### What you will do:
The entries must be restated exactly as written.

### Records shown:
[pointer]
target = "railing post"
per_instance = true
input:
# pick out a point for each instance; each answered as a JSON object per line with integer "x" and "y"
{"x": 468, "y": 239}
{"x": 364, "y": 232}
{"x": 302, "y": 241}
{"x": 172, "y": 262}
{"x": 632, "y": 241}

### Exercise solution:
[pointer]
target = "railing post"
per_instance = true
input:
# pick out a point for each instance; each answered as a JSON object per line with integer "x" and "y"
{"x": 468, "y": 239}
{"x": 364, "y": 232}
{"x": 302, "y": 241}
{"x": 172, "y": 262}
{"x": 632, "y": 241}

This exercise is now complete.